Sobrevivió a la Gran Depresión y resistió dos guerras mundiales, pero no pudo con la crisis de las hipotecas basura en los Estados Unidos. El 15 de septiembre de 2008 fue el último día de los 158 años de vida del banco Lehman Brothers, cuya bancarrota disparó una crisis financiera que tomó de sorpresa a gobiernos, agencias reguladoras y bancos centrales.
Siete años después, la controversia sobré si pudo haberse prevenido el estallido de la crisis continúa abierta y el debate en torno a la necesidad de contar con una mayor -o menor- regulación del sistema financiero internacional continúa pendiente.
El orden económico mundial es una consecuencia de la historia. Cambió con los acuerdos de Bretton Woods reflejando el triunfo de los aliados en la Segunda Guerra Mundial. Se remodeló cuando el conflicto en Vietnam tornó insostenible el patrón oro. Volvió a ajustarse cuando la reunificación alemana rompió el sistema monetario europeo.
Existiendo un cierto consenso en que la depresión de los últimos años expresa la más grave crisis en casi un siglo, urge ahora responder a la pregunta: ¿de qué cambios es portadora esta crisis?

CONSIGNA →
¿Qué fecha fue el último día de vida del banco, según el texto sobre Lehman Brothers? Para responder, básate solo en el texto sobre Lehman Brothers.

RELACIÓN DE ÍTEMS →
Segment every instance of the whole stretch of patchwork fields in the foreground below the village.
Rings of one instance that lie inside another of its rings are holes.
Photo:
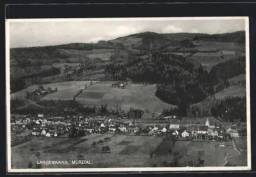
[[[92,142],[104,140],[106,137],[110,139],[102,144],[97,144],[95,147],[92,146]],[[163,141],[161,137],[110,134],[91,134],[80,139],[36,138],[12,148],[12,166],[27,168],[29,162],[35,163],[39,159],[69,161],[68,166],[63,164],[43,165],[43,168],[151,167],[152,164],[161,166],[164,160],[168,163],[171,162],[174,158],[174,152],[178,152],[180,164],[186,164],[188,161],[197,162],[200,157],[205,160],[205,166],[219,166],[225,163],[226,153],[228,155],[238,154],[232,147],[216,147],[216,144],[220,143],[223,142],[176,141],[173,146],[173,141]],[[46,145],[51,147],[41,151],[38,158],[34,156],[36,151],[29,150],[31,147],[35,147],[36,150],[44,149],[43,147]],[[104,154],[101,151],[102,147],[106,145],[110,147],[110,154]],[[168,150],[170,148],[172,148],[172,152],[169,155]],[[77,160],[79,154],[82,155],[83,160],[90,160],[93,164],[72,165],[71,161]],[[232,159],[230,157],[229,161],[234,163],[236,158],[236,156],[233,156]]]

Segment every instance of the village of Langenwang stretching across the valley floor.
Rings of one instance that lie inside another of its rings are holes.
[[[225,125],[211,123],[208,118],[205,125],[153,124],[148,125],[125,119],[115,121],[100,116],[95,118],[83,116],[45,118],[44,114],[38,114],[37,117],[16,115],[11,119],[11,131],[14,134],[31,131],[29,136],[70,138],[79,138],[93,133],[163,136],[195,141],[230,140],[232,137],[246,138],[245,127],[238,127],[234,124],[227,129]]]

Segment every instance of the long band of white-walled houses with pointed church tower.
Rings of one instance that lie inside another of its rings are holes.
[[[74,120],[60,119],[58,121],[47,120],[44,114],[38,114],[37,118],[16,118],[12,120],[12,131],[19,133],[24,129],[32,130],[34,136],[58,137],[60,135],[70,132],[72,129],[77,131],[84,131],[87,133],[104,133],[114,132],[121,134],[137,134],[158,136],[161,134],[173,135],[176,137],[206,137],[208,139],[214,138],[229,138],[229,137],[246,137],[246,129],[239,127],[231,127],[227,131],[218,124],[211,124],[207,118],[205,125],[181,127],[179,124],[168,124],[166,126],[153,125],[143,126],[135,124],[132,121],[116,123],[112,119],[105,119],[104,121],[94,120],[90,118],[82,118],[74,116]],[[30,126],[30,128],[29,128]],[[32,127],[31,127],[32,126]]]

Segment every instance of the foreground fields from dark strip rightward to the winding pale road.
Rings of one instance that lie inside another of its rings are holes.
[[[204,159],[204,166],[220,166],[225,163],[226,153],[228,155],[237,155],[233,147],[216,147],[218,142],[200,142],[200,141],[163,141],[154,151],[154,156],[147,163],[161,166],[163,161],[167,163],[178,157],[178,163],[186,165],[187,162],[197,163],[198,158]],[[230,143],[229,143],[230,144]],[[170,150],[171,149],[171,150]],[[170,154],[169,154],[170,153]],[[246,164],[243,164],[244,166]]]

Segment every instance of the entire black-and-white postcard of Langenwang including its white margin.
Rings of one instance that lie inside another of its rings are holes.
[[[8,172],[251,170],[248,17],[6,19]]]

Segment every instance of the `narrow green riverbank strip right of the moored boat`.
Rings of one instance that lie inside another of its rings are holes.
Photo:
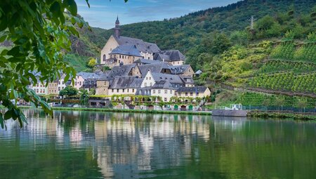
[[[316,121],[316,115],[310,114],[294,114],[294,113],[282,113],[282,112],[257,112],[251,111],[247,114],[248,117],[259,117],[263,119],[276,118],[276,119],[294,119],[302,121]]]

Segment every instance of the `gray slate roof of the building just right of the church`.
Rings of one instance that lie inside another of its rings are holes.
[[[154,60],[165,60],[166,62],[185,60],[185,55],[180,53],[178,50],[160,51],[154,55]]]

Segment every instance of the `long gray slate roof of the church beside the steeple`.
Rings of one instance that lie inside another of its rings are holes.
[[[160,51],[160,48],[157,46],[157,44],[153,44],[153,43],[149,43],[149,42],[145,42],[141,39],[134,39],[131,37],[115,37],[113,36],[114,39],[117,40],[117,42],[119,43],[119,45],[135,45],[136,48],[138,49],[138,51],[142,51],[142,52],[148,52],[148,53],[157,53]]]

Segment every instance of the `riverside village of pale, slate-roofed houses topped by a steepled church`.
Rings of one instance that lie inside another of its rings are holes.
[[[204,99],[211,95],[209,88],[195,86],[193,77],[202,71],[194,72],[190,65],[185,65],[185,56],[180,51],[162,51],[157,44],[121,36],[119,18],[114,34],[100,53],[98,65],[110,70],[78,72],[74,84],[71,80],[64,81],[65,74],[60,74],[60,78],[48,85],[39,81],[29,88],[37,95],[58,97],[66,86],[73,86],[77,90],[94,91],[89,105],[102,107],[108,106],[111,100],[112,103],[124,101],[114,106],[119,109],[154,110],[158,106],[141,103],[164,102],[169,104],[164,105],[169,110],[200,110],[206,102]],[[178,107],[178,102],[190,104]]]

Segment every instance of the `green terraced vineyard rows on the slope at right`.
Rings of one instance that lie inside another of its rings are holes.
[[[251,88],[316,94],[316,43],[295,45],[285,41],[275,47],[270,60],[246,82]]]

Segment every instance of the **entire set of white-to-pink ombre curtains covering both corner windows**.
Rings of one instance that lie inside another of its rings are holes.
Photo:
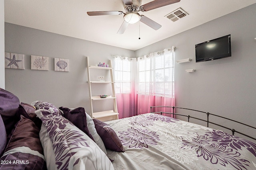
[[[149,113],[150,106],[175,106],[174,49],[138,59],[114,56],[119,118]],[[172,108],[153,111],[172,113]]]

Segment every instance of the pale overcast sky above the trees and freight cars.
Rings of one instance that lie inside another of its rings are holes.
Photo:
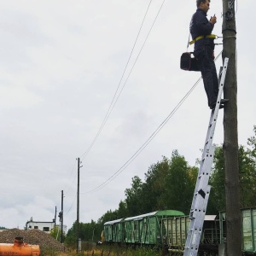
[[[1,1],[0,226],[51,221],[63,190],[70,229],[78,158],[83,223],[117,209],[131,178],[144,181],[148,167],[173,150],[195,166],[211,113],[202,81],[120,169],[201,78],[179,68],[195,9],[194,0]],[[222,9],[221,0],[211,1],[219,37]],[[238,139],[245,146],[256,125],[252,9],[255,1],[236,1]],[[223,143],[223,129],[221,110],[213,143]]]

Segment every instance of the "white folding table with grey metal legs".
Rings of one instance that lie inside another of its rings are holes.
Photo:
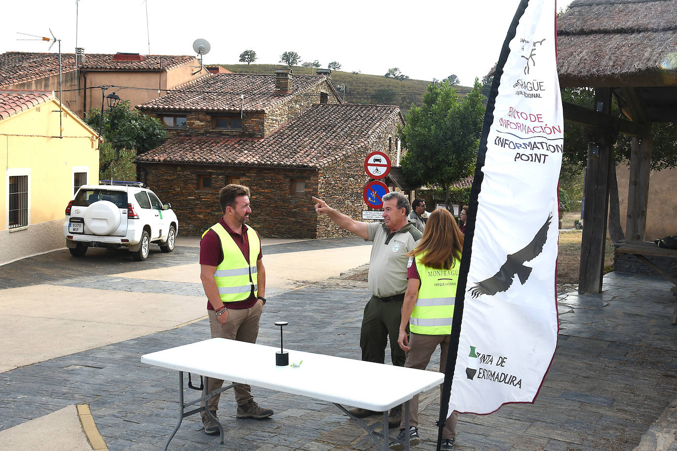
[[[404,403],[402,414],[406,417],[406,427],[409,429],[409,401],[414,395],[436,387],[444,380],[442,373],[433,371],[287,349],[285,352],[289,353],[290,363],[299,363],[301,360],[303,363],[297,368],[276,366],[275,354],[279,350],[270,346],[213,338],[141,356],[141,362],[179,371],[179,421],[163,449],[167,450],[183,418],[204,410],[204,407],[186,410],[188,406],[199,404],[232,387],[231,384],[208,393],[205,381],[201,398],[183,402],[184,371],[205,378],[215,377],[332,402],[368,431],[384,451],[389,449],[388,411]],[[344,405],[383,412],[383,431],[374,431],[370,425],[350,414]],[[209,414],[209,410],[206,412]],[[223,427],[218,421],[215,423],[219,427],[223,444]],[[404,445],[408,450],[408,434]]]

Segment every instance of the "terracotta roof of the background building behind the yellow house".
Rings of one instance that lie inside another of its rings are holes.
[[[114,61],[112,54],[86,53],[85,70],[166,70],[195,59],[192,56],[146,55],[145,61]],[[75,70],[75,54],[61,54],[62,73]],[[0,88],[59,73],[58,53],[9,51],[0,55]]]

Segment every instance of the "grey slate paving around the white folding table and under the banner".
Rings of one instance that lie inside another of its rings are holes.
[[[332,245],[358,241],[362,240],[336,240]],[[303,243],[280,246],[309,250]],[[280,249],[284,247],[276,247]],[[195,261],[196,250],[177,251],[177,261]],[[160,257],[165,256],[158,253],[147,262]],[[129,279],[121,284],[105,277],[122,272],[119,267],[99,272],[92,275],[83,268],[79,277],[61,279],[55,273],[51,281],[74,286],[105,281],[109,289],[128,289]],[[150,289],[143,282],[133,290]],[[461,415],[457,450],[633,450],[671,403],[677,407],[677,339],[676,328],[670,324],[674,308],[670,285],[662,279],[612,273],[605,277],[604,286],[600,295],[559,295],[559,343],[538,399],[534,404],[508,404],[491,415]],[[203,296],[196,287],[170,285],[168,289]],[[359,358],[359,326],[369,298],[366,283],[329,279],[280,290],[267,298],[259,343],[276,345],[279,329],[273,323],[284,320],[289,322],[285,328],[288,348]],[[87,403],[111,451],[161,449],[177,421],[178,373],[141,364],[139,357],[207,338],[207,321],[198,321],[0,373],[0,430],[71,404]],[[437,371],[438,364],[439,355],[433,356],[429,369]],[[225,444],[219,444],[218,436],[204,435],[199,417],[191,417],[183,421],[169,449],[374,448],[362,429],[332,404],[257,387],[253,394],[276,414],[263,421],[238,420],[232,394],[226,392],[219,409]],[[422,442],[414,449],[435,447],[438,394],[433,389],[422,396]],[[196,398],[198,391],[186,388],[185,396]]]

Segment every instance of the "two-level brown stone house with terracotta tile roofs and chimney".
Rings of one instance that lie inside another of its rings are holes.
[[[311,196],[361,218],[369,180],[364,160],[380,150],[395,162],[403,124],[396,106],[340,103],[326,76],[290,71],[215,74],[139,109],[182,118],[167,142],[137,157],[137,171],[139,181],[171,202],[181,233],[189,235],[219,220],[219,189],[241,183],[252,193],[250,224],[263,237],[350,236],[315,213]],[[216,118],[240,115],[240,130],[215,127]]]

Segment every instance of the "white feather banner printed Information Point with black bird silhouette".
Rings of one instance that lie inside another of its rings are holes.
[[[555,0],[523,0],[480,142],[448,412],[487,414],[508,402],[533,402],[554,356],[563,151],[555,37]]]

SOLUCIÓN DEL EJERCICIO →
El 15 de septiembre de 2008.